Well Link Financial Group
- Native name: 立橋金融集團
- Company type: Private
- Industry: Financial Services
- Founded: 2005; 21 years ago in Hong Kong
- Headquarters: Hong Kong
- Area served: Hong Kong, Macau, Mainland China
- Key people: Choy Chung Foo (Chairman) Zhang Shengman (CEO)
- Products: Banking, Insurance, Securities Brokerage
- Subsidiaries: Well Link Bank Well Link Insurance Group Well Link Securities（SEHK: 8350）
- Website: www.welllinkgroup.com

= Well Link Financial Group =

Hong Kong financial services group

Well Link Financial Group (lap6 kiu4 gam1 jung4 zaap6 tyun4 (立橋金融集團)) is a Hong Kong-headquartered financial institution whose business covers banking, insurance, and securities services.

==History==
In November 2005, Well Link Securities was granted a Type 1 license (Dealing in Securities) by the Securities and Futures Commission (SFC) of Hong Kong, launching its Hong Kong stock brokerage business. This is regarded as the origin of Well Link.

In September 2009, Well Link Securities obtained a Type 2 license (Dealing in Futures Contracts), adding brokerage services for futures and options.

In August 2016, Well Link Financial Group acquired Direct Asia (Hong Kong) Limited, which was subsequently renamed Well Link General Insurance Company Limited in June 2017.

In April 2017, Well Link Financial Group acquired Novo Banco Asia, which was subsequently renamed "Well Link Bank" (Well Link Bank Co., Ltd.).

_Material shown_
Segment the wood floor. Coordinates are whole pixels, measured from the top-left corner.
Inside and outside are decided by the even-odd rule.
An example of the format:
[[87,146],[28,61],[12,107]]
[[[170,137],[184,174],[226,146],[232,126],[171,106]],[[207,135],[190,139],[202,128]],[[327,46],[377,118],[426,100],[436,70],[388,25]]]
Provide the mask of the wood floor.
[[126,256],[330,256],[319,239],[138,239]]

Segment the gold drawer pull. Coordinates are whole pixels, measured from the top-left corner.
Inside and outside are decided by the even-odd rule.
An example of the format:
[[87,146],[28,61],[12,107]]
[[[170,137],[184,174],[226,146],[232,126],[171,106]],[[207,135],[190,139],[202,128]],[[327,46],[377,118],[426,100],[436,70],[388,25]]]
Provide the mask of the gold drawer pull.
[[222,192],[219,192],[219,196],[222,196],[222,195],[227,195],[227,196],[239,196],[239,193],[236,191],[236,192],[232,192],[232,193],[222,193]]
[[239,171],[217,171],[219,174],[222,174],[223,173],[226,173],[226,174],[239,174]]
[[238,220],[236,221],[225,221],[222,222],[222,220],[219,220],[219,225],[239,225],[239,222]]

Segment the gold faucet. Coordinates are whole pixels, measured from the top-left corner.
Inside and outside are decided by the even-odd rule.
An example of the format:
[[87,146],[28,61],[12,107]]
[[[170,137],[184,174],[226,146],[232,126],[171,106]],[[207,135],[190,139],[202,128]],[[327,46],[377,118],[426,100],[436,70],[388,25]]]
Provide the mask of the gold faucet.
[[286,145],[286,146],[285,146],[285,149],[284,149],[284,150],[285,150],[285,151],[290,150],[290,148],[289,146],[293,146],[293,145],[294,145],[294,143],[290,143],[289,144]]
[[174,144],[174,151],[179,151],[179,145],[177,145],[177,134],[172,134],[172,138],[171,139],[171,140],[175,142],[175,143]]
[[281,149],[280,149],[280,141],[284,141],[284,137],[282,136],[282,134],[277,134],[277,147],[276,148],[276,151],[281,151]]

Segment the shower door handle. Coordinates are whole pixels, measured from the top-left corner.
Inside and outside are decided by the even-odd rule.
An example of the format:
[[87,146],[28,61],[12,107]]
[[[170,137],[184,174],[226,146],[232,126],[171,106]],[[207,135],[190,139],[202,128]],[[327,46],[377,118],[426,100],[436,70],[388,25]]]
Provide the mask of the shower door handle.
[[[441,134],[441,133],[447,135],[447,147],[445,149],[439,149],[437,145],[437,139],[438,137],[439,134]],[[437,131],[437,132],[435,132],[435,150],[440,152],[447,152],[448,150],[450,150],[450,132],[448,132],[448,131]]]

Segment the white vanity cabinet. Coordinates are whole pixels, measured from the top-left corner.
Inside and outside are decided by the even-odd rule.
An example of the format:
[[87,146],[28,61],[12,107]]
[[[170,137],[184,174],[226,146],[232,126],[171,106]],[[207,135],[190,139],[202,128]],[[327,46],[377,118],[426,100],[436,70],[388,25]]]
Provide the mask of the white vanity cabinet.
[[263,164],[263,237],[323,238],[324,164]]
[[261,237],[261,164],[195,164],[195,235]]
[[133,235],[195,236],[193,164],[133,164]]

_Requirement 1_
Answer these questions from the Well Link Financial Group profile:
(a) Who is listed as the group's chairman?
(b) Which license did Well Link Securities obtain in September 2009?
(c) What was Novo Banco Asia renamed after the group acquired it?
_Requirement 2_
Carry on the Well Link Financial Group profile from the point where it ends.
The lines above are separate material from the Well Link Financial Group profile.

_Final result 1_
(a) Choy Chung Foo
(b) A Type 2 license (Dealing in Futures Contracts)
(c) "Well Link Bank" (Well Link Bank Co., Ltd.)

_Final result 2_
In April 2019, Well Link Life received approval from the Insurance Authority to operate a long-term life insurance business, and officially launched in July 2019.

In 2020, the Well Link Financial Centre was completed in the Qianhai, Shenzhen. Jointly developed by Well Link Financial Group and Zhaobangji Properties, the project is a Grade A office complex with a total construction area of approximately 160,000 square meters. It also includes a shopping mall named Well Link City.

In November 2023, Well Link Fintech completed the acquisition of approximately 69.94% of the issued share capital of Excalibur Global Financial Holdings Limited (8350.HK).

in May 2025, Well Link Securities Holdings announced the acquisition of all issued shares of Haishan Company Limited (海山股份有限公司) for HK$35 million. The acquisition was officially completed in October of that same year.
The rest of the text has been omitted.